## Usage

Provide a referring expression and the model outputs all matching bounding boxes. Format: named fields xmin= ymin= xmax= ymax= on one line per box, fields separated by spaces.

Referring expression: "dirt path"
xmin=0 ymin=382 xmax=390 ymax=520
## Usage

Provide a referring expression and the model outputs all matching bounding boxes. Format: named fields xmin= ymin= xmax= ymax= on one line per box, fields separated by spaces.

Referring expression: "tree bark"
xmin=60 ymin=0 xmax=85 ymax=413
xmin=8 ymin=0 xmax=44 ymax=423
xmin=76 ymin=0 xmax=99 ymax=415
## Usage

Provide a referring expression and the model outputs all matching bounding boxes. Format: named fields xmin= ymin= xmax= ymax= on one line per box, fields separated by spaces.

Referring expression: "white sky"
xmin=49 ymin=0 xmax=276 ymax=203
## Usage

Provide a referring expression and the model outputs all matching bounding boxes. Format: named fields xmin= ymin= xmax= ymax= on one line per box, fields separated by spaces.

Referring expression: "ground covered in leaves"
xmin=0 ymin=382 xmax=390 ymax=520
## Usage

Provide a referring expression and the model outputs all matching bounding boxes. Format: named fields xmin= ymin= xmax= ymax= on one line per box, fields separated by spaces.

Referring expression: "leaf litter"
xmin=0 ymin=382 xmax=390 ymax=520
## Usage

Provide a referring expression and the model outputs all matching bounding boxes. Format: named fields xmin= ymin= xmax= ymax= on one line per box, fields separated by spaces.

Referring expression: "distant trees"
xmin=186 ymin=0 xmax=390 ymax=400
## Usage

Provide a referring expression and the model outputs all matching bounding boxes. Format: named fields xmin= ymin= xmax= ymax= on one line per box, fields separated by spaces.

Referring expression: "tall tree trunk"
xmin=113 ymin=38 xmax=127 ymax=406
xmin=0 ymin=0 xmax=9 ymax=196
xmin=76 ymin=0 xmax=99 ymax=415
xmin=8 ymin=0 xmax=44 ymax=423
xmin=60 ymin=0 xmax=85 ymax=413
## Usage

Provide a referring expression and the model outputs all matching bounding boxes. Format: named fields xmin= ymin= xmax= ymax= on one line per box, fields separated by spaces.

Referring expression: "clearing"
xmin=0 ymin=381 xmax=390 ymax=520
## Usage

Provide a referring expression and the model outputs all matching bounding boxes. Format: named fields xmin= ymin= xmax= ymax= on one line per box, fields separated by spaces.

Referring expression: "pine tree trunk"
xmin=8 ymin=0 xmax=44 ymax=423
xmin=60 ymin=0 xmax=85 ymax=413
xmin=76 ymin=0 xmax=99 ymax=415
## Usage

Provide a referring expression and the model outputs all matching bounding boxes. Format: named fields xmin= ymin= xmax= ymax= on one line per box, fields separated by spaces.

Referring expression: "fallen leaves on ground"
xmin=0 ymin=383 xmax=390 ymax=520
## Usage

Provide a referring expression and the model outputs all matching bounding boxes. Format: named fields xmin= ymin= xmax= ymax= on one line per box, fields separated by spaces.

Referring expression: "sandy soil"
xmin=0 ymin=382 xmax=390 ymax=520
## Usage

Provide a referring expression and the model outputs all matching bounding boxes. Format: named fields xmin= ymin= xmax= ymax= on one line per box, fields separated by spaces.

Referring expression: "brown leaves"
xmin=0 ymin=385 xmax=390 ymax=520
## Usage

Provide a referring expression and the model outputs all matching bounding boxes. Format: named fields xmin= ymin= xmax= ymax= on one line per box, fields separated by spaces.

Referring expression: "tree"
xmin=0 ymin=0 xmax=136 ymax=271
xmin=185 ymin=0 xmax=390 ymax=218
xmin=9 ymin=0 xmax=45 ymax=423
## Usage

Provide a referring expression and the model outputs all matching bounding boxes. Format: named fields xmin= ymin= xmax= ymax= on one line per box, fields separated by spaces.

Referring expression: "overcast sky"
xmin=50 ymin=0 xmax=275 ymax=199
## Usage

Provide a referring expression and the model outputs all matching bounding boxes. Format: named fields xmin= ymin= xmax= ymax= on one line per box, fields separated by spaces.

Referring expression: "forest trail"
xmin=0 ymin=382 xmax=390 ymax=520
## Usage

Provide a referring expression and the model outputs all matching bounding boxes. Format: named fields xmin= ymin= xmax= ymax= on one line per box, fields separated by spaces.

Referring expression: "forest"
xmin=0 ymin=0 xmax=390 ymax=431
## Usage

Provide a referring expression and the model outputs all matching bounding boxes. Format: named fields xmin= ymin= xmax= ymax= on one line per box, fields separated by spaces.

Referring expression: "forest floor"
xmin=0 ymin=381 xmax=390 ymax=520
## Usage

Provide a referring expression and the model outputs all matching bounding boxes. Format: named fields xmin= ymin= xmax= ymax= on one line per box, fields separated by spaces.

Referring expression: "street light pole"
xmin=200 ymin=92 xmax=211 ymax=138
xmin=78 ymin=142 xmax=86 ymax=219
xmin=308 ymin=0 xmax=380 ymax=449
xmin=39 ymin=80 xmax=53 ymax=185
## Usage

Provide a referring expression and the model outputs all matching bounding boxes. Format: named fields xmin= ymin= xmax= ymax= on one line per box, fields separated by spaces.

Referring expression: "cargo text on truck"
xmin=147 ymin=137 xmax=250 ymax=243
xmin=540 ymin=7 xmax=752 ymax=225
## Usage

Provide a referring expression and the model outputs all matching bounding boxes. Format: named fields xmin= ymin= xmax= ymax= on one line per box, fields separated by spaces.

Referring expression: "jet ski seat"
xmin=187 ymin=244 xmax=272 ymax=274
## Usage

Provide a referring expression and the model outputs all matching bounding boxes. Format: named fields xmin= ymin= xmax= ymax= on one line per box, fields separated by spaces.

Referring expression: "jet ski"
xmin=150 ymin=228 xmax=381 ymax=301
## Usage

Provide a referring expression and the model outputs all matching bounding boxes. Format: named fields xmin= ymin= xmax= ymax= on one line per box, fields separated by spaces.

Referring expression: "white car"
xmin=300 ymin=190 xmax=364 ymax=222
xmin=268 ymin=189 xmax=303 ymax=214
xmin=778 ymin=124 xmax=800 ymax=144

TASK DESCRIPTION
Select every line of the records above that contains the word "ground". Case counts.

CORRECT OUTPUT
Referring expression: "ground covered in leaves"
Referring expression: "fallen leaves on ground"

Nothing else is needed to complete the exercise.